- [Brano proposto]:
In questa baraonda di lavori, gli alpini diedero il meglio di sé. Voglio ricordarne alcuni, oltre ai già citati Besana e Franciosa.
Gioetto e Garau, artigiani silenziosi: manifestavo loro le nostre necessità, ed essi le soddisfacevano. Si inventarono le banderuole per evitare il fumo dentro al fortino e le carrucole per tener chiuse le porte; parteciparono a tutti i lavori che richiedevano inventiva, avendo come unici strumenti un coltello e un martello.
Corona, un gigante barbuto forte come una quercia e di poche parole: costruì tutti i tavoli e gli scaffali, partecipò da par suo allo sgombero neve, portando carichi impossibili sulle spalle dalla base fino a noi.
Cardellicchio, il re delle sentinelle, meridionale ciarliero: fu fotografato in mezzo alla neve, con la divisa segnata dal filo spinato che lo circondava quando montava di guardia. Una notte mise in allarme tutti, dicendo che aveva visto un’ombra nel buio. Mandai Turin con quattro alpini giù nella valle alla ricerca del terrorista, ma non trovarono nulla: scherzi della nebbia!

- [Estratto dei dati]:

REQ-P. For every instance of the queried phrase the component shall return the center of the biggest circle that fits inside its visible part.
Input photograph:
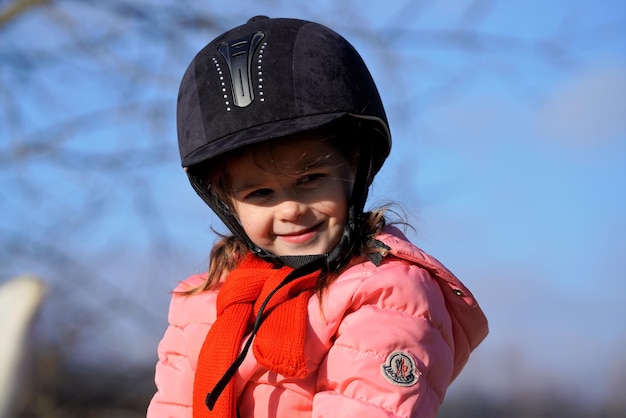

- [Serie di esercizi]:
- 1) Rispondi a queste domande sul brano sugli alpini:
(a) Quali erano gli unici strumenti di Gioetto e Garau?
(b) Che cosa costruì Corona?
(c) Con quanti alpini fu mandato Turin giù nella valle?
- 2) Ripeti parola per parola il tratto del brano sugli alpini che comincia con le parole "Gioetto e Garau, artigiani" e si ferma dopo le parole "e un martello.".

- [Elenco delle risposte]:
- 1)
(a) Un coltello e un martello.
(b) Tutti i tavoli e gli scaffali.
(c) Con quattro alpini.

- 2)
Gioetto e Garau, artigiani silenziosi: manifestavo loro le nostre necessità, ed essi le soddisfacevano. Si inventarono le banderuole per evitare il fumo dentro al fortino e le carrucole per tener chiuse le porte; parteciparono a tutti i lavori che richiedevano inventiva, avendo come unici strumenti un coltello e un martello.